Task details.
Read the lines below and count those that have the word "white". Respond with the number only.

Dataset records.
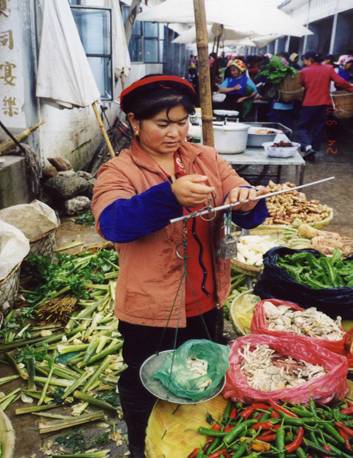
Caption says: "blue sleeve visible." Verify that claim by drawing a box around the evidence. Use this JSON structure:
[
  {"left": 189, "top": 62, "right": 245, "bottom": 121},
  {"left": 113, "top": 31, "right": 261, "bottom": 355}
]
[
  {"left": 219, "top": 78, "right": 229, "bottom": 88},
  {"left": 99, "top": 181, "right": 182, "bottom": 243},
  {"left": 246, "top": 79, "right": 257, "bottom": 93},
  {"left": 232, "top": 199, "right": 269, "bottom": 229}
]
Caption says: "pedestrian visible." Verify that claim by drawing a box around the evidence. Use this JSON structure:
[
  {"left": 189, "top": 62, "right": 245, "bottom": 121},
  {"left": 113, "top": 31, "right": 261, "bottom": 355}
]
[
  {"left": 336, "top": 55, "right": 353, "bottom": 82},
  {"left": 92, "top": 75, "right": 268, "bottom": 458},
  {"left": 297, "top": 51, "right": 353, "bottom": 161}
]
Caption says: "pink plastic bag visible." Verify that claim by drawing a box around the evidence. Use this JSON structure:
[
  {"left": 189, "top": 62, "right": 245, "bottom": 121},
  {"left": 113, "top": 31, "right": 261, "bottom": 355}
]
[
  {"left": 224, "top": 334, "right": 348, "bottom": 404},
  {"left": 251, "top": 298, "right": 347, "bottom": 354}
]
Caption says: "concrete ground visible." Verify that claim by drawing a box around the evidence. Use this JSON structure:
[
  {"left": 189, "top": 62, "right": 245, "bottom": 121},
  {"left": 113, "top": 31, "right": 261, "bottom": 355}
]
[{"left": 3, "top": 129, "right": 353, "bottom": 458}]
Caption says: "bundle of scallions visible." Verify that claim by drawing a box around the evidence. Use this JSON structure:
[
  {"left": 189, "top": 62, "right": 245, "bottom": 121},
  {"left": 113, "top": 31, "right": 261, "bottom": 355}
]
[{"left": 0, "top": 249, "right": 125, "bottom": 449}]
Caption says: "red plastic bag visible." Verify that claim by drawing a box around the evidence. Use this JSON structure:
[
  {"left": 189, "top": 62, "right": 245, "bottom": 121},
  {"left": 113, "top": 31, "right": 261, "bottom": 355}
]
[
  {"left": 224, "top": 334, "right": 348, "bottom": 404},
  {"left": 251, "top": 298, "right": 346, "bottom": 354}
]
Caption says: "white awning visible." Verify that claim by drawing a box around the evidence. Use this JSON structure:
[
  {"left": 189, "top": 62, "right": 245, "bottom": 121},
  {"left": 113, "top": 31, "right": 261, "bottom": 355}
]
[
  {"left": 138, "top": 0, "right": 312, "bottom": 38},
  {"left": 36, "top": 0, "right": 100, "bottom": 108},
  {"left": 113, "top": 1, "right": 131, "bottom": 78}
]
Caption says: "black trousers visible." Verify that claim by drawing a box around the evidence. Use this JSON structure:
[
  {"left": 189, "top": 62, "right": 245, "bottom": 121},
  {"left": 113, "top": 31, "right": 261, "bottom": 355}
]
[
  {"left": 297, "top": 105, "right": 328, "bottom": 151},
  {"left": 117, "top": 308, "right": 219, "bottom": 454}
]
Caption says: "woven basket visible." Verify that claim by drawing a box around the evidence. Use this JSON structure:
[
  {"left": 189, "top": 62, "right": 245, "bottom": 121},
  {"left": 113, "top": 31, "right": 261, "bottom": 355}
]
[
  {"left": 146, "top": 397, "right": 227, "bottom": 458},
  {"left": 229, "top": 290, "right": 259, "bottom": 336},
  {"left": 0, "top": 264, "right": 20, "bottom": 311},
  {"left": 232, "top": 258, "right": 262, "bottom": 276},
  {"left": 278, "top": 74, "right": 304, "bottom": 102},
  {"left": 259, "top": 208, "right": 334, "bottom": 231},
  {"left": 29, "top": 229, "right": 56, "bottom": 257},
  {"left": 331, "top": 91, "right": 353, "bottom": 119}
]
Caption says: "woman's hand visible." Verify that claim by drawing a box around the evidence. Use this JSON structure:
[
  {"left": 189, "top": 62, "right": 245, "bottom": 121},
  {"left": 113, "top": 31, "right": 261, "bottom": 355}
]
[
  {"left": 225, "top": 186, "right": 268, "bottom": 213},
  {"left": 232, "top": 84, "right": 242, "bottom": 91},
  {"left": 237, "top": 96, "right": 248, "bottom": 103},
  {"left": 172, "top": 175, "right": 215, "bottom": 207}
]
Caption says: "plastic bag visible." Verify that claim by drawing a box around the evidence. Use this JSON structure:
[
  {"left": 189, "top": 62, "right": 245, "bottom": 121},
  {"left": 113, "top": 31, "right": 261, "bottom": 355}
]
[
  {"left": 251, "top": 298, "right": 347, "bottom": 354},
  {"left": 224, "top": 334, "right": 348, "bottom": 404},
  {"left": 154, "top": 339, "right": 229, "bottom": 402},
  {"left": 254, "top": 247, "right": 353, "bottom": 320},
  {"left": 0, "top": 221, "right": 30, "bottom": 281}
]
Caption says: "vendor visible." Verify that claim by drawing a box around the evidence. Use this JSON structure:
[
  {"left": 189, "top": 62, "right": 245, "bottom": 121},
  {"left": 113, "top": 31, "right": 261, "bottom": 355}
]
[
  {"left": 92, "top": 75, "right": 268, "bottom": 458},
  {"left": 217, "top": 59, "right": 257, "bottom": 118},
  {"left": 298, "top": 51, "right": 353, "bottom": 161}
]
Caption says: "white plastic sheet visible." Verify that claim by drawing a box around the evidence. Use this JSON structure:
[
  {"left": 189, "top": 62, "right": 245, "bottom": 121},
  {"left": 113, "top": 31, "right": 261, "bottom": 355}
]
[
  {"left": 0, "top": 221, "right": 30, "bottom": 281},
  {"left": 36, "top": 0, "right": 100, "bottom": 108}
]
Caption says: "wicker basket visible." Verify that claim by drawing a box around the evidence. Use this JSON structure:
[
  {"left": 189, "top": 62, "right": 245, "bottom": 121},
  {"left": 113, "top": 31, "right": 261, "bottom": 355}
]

Your response.
2